[Start of Attachment]

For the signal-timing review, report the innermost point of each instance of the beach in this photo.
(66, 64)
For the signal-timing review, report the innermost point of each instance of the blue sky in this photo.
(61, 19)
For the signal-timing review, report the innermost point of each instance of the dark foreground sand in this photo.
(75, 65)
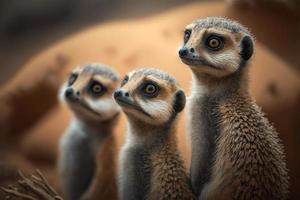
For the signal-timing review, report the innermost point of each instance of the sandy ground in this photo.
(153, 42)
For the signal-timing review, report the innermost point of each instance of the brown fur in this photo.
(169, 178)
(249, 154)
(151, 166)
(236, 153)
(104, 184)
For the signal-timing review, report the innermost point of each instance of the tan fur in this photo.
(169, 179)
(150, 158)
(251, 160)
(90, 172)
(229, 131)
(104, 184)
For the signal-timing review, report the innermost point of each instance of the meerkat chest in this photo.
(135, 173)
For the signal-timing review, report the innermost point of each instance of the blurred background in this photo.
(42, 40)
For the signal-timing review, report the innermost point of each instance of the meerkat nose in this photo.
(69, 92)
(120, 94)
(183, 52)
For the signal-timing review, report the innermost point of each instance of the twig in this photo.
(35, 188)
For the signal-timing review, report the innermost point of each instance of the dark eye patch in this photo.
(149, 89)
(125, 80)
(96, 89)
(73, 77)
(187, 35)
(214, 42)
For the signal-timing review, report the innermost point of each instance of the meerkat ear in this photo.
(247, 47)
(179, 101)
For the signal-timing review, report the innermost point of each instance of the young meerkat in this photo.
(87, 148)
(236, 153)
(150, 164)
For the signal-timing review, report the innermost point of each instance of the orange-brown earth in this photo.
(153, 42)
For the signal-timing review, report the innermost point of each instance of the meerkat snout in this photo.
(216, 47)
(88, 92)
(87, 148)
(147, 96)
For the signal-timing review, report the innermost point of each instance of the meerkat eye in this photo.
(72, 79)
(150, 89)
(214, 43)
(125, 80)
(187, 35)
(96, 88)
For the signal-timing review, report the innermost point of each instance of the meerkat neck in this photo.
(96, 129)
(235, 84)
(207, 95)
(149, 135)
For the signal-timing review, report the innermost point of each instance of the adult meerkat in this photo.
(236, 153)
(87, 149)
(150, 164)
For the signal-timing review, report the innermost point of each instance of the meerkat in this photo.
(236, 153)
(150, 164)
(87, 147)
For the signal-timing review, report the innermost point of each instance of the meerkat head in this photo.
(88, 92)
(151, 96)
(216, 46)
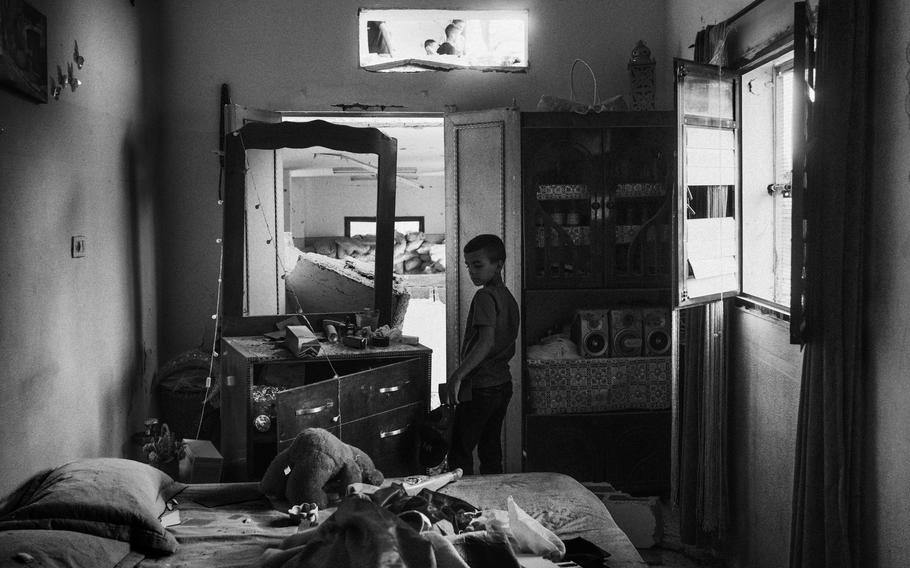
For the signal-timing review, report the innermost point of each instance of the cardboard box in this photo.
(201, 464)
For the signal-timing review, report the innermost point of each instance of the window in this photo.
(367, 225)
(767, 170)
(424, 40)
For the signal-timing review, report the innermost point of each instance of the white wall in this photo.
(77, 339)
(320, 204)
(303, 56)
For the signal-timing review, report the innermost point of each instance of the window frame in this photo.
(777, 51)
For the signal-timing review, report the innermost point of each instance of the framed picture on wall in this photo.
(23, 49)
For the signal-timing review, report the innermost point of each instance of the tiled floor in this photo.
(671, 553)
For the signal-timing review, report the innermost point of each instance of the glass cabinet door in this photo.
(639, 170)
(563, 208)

[End of Attachment]
[Start of Attachment]

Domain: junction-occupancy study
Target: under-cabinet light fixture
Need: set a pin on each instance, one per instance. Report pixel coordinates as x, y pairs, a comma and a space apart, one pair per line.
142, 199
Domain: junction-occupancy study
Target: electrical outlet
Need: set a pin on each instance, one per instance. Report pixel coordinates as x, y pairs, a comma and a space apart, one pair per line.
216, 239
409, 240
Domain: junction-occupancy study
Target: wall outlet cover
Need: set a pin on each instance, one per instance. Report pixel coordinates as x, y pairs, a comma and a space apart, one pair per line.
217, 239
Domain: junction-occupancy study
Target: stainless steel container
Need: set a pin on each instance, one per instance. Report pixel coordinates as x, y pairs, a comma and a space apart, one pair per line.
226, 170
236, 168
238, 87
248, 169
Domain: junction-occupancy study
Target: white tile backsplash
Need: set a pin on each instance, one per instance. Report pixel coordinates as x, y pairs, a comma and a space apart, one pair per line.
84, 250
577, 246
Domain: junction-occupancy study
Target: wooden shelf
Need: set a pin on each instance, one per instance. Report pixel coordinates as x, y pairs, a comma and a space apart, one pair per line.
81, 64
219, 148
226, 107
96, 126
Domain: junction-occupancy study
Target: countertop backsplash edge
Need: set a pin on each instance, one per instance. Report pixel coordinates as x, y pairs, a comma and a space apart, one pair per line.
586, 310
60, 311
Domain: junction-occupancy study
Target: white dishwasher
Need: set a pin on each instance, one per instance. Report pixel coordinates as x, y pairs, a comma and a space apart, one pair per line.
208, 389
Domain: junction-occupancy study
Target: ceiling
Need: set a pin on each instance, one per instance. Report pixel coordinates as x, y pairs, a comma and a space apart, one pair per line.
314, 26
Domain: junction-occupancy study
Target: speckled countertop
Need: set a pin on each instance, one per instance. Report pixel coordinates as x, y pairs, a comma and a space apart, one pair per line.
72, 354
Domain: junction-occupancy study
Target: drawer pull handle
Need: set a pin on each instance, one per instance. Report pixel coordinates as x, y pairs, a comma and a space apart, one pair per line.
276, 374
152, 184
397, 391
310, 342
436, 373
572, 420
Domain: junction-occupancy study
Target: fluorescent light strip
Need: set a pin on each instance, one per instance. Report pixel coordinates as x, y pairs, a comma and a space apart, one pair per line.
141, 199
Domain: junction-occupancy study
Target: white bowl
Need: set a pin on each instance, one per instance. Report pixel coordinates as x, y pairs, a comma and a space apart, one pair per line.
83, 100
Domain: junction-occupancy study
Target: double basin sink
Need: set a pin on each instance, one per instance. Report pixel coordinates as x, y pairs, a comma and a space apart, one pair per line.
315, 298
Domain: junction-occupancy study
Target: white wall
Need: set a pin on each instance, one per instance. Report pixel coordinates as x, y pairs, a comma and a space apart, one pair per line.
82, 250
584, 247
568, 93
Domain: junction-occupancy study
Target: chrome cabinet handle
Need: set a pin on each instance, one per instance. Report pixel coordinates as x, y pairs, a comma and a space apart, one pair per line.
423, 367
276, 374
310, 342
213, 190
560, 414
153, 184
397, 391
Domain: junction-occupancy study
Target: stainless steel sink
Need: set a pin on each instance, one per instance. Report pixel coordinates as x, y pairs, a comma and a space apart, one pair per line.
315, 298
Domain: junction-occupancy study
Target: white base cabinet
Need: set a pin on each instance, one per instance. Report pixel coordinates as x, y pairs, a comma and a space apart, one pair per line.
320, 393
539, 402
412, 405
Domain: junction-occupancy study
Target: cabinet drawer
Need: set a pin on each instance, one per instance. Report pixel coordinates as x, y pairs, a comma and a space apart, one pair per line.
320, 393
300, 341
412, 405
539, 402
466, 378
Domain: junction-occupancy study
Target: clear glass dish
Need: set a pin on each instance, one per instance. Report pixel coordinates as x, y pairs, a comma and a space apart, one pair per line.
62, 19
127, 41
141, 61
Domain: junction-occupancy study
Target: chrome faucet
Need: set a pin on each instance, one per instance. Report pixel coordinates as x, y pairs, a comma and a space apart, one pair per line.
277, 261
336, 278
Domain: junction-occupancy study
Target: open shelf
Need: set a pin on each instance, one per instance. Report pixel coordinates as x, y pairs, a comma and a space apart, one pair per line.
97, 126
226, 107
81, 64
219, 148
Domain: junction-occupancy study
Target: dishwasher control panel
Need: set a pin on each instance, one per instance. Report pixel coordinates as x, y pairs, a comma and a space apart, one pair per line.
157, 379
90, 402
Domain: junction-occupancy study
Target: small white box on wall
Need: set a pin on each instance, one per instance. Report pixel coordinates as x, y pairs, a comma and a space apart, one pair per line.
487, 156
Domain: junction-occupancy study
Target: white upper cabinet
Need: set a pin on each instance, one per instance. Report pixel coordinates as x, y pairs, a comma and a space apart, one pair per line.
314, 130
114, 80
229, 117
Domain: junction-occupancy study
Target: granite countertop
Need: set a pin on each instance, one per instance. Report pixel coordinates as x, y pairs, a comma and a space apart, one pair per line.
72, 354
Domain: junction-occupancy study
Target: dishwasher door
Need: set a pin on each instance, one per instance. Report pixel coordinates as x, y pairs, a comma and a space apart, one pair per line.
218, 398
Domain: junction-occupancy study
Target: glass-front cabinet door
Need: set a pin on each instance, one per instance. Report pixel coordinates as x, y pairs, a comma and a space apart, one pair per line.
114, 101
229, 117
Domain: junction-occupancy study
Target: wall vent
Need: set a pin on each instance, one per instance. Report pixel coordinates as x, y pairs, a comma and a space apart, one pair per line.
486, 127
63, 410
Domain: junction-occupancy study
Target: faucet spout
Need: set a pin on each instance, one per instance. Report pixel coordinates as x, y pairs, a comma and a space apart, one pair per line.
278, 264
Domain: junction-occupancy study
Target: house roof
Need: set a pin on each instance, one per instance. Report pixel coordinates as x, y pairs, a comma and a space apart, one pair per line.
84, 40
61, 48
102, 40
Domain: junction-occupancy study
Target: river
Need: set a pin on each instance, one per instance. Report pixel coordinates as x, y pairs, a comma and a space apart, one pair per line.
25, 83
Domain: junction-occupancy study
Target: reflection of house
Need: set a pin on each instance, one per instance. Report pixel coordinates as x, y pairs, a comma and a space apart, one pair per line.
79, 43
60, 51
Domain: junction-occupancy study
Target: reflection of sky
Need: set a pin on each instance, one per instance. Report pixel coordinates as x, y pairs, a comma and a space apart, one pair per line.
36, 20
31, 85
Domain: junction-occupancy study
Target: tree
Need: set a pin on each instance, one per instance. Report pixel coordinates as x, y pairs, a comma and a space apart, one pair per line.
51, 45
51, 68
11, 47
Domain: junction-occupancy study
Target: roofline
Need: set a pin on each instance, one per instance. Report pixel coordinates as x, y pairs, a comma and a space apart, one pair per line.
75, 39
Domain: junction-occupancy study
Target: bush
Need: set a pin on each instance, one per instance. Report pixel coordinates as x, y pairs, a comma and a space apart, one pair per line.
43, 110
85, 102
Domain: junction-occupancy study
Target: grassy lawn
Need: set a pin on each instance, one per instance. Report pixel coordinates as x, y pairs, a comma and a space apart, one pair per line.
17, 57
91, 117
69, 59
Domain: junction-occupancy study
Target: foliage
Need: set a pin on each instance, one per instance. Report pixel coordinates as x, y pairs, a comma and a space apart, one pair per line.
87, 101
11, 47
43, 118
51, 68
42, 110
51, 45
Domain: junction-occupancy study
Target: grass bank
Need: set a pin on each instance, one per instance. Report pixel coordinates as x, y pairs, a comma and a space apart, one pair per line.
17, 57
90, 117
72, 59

[End of Attachment]

◆ ASSIGNED TASK
A single number, please: how many lines in the data above contain the string "outlet"?

◆ EXERCISE ANSWER
2